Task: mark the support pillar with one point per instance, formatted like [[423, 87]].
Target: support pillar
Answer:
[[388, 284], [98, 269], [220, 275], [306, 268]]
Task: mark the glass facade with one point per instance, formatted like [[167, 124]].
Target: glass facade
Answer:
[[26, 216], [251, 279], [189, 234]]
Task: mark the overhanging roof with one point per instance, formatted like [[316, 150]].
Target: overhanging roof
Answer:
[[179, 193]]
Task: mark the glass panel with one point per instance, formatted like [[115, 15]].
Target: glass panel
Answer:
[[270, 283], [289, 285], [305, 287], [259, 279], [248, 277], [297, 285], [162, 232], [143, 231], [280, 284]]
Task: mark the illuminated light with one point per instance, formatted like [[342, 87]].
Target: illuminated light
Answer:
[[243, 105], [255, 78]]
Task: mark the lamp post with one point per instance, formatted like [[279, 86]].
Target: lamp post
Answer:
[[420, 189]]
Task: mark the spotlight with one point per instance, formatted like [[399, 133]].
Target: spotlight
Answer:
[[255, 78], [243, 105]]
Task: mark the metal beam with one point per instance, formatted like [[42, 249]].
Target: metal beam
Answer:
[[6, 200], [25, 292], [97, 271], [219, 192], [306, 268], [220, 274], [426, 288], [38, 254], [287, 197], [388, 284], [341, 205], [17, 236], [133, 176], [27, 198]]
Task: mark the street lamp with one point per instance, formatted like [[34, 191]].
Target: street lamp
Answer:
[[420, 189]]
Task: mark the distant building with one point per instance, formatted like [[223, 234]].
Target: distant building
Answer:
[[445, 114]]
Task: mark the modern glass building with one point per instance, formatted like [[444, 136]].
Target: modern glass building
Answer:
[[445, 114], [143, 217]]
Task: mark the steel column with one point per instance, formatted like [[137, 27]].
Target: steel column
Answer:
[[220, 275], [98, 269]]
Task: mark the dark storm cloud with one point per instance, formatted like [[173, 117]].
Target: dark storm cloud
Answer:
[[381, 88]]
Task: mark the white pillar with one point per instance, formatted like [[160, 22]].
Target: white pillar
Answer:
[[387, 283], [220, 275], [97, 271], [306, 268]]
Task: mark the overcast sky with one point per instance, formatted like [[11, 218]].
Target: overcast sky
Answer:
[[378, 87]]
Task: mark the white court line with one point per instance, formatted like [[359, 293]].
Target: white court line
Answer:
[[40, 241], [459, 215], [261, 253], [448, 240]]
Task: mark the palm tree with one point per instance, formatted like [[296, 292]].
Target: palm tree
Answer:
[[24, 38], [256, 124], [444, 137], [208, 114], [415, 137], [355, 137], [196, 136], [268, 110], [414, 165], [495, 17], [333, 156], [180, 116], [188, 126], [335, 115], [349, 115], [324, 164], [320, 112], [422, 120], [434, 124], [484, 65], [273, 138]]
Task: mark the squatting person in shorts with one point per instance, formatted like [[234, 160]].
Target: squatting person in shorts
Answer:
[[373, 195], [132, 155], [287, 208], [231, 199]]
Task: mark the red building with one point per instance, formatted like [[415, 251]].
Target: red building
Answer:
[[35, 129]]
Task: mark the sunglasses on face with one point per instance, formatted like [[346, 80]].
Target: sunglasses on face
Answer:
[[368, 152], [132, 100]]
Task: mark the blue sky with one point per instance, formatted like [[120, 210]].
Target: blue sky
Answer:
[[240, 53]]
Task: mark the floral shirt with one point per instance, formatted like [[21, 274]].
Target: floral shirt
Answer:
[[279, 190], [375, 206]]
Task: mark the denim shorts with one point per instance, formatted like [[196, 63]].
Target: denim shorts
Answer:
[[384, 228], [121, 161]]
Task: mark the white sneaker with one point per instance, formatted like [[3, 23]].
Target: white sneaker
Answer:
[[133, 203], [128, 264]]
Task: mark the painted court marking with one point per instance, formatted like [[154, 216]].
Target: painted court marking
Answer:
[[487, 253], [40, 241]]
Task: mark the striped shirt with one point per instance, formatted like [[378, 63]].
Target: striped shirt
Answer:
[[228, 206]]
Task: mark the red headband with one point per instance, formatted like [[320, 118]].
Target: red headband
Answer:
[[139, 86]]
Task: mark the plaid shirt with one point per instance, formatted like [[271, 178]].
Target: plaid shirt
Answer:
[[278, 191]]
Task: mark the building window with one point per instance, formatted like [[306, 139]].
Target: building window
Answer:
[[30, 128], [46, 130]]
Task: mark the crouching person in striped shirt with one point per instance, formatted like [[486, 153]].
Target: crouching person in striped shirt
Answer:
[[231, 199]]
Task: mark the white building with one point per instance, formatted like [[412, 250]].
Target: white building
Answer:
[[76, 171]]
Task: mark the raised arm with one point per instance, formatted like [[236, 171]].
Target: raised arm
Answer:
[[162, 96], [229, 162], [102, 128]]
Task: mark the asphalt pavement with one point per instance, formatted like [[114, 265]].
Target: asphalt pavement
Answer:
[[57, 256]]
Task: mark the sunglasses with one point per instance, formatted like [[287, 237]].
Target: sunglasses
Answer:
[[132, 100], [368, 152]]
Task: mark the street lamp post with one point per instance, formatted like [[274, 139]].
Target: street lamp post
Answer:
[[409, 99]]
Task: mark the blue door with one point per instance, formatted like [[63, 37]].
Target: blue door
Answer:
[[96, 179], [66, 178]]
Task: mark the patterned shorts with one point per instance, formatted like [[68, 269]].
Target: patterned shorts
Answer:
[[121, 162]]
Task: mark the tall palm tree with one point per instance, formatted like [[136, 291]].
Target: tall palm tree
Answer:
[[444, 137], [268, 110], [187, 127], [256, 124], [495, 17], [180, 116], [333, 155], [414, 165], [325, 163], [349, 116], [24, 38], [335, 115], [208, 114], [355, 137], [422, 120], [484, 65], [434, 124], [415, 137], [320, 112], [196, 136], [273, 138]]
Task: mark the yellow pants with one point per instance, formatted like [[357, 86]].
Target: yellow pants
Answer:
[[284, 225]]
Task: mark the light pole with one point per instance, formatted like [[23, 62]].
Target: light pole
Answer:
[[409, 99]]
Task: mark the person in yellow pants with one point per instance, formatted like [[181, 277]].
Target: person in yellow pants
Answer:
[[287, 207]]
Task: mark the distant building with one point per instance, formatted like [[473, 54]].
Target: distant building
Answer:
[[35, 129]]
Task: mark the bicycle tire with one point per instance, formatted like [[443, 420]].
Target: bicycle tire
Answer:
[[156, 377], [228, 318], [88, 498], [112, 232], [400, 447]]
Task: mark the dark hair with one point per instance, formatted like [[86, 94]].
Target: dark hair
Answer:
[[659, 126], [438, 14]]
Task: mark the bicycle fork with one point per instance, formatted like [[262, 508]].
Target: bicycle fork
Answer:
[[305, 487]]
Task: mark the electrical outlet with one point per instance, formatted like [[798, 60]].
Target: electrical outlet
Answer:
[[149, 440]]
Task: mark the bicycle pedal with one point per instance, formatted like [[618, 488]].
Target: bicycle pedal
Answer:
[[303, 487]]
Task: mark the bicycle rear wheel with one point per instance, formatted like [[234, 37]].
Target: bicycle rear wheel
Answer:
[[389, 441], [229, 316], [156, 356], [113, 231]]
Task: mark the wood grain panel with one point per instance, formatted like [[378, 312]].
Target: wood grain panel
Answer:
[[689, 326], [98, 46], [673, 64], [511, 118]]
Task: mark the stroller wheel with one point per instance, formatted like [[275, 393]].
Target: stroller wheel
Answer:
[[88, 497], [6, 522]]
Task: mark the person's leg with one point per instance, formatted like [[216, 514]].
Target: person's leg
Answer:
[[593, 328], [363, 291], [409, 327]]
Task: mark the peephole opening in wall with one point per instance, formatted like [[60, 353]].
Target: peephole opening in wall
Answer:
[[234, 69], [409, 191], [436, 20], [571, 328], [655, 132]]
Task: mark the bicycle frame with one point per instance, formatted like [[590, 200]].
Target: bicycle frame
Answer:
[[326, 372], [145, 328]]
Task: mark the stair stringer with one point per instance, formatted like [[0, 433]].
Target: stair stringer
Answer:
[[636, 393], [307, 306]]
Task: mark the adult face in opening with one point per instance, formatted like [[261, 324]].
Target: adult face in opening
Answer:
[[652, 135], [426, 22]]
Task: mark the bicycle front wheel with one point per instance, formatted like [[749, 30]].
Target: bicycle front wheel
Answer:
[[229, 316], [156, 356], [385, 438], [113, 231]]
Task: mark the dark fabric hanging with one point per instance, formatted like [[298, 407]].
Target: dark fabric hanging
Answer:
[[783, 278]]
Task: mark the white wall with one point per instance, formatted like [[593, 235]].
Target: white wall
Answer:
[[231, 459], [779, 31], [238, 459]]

^^^^

> EXERCISE INSTRUCTIONS
Reproduce the listing above character for character, from its very first line through the line containing "[[381, 88]]". Include both of those lines.

> RESULT OF THE EXERCISE
Task: mark the support pillar with one point per instance, formatted like [[423, 87]].
Target: support pillar
Answer:
[[388, 284], [98, 269], [220, 275], [306, 268]]
Task: mark the glass facade with one point per instance, formatted like [[167, 124]].
Target: glass facade
Answer:
[[26, 216], [251, 279], [189, 234]]
Task: mark the overhanging roof with one point per instance, formatted like [[316, 150]].
Target: overhanging roof
Answer:
[[179, 193]]
Task: mark the glass panel with one point per instance, formatted like [[115, 15]].
Target: glass panel
Answer:
[[270, 283], [289, 285], [305, 287], [259, 279], [248, 277], [297, 285], [162, 232], [143, 231], [280, 284]]
Task: mark the illuminated light with one point per instance, formatted like [[342, 87]].
Target: illuminated light
Answer:
[[243, 105], [255, 78]]
Task: mark the lamp post with one point per instance, formatted like [[279, 86]].
Target: lamp post
Answer:
[[420, 189]]
Task: mark the spotlight with one point per instance, formatted like [[399, 133]].
Target: spotlight
Answer:
[[255, 78], [243, 105]]
Task: mark the metal beam with one point per instance, formatted like [[42, 249]].
Target: metal beam
Answer:
[[6, 200], [25, 292], [97, 271], [219, 192], [306, 268], [220, 274], [426, 288], [38, 254], [287, 197], [388, 284], [341, 205], [17, 236], [133, 176], [27, 198]]
Task: mark the street lamp with one point per instance, formatted like [[34, 191]].
Target: street lamp
Answer:
[[420, 189]]
Task: mark the distant building with one point per instance, formatted like [[223, 234]].
Target: distant building
Answer:
[[445, 114]]
Task: mark the modern glass building with one point per instance, formatted like [[444, 136]].
Target: modern glass building
Answer:
[[445, 114], [143, 217]]
Task: mark the steel column with one point per instance, formatted like [[137, 27]].
Target: steel column
Answer:
[[220, 275], [98, 269]]
Task: mark the dark storm cloud with one point per instance, formatted like [[173, 117]].
Target: dark storm cloud
Answer:
[[381, 88]]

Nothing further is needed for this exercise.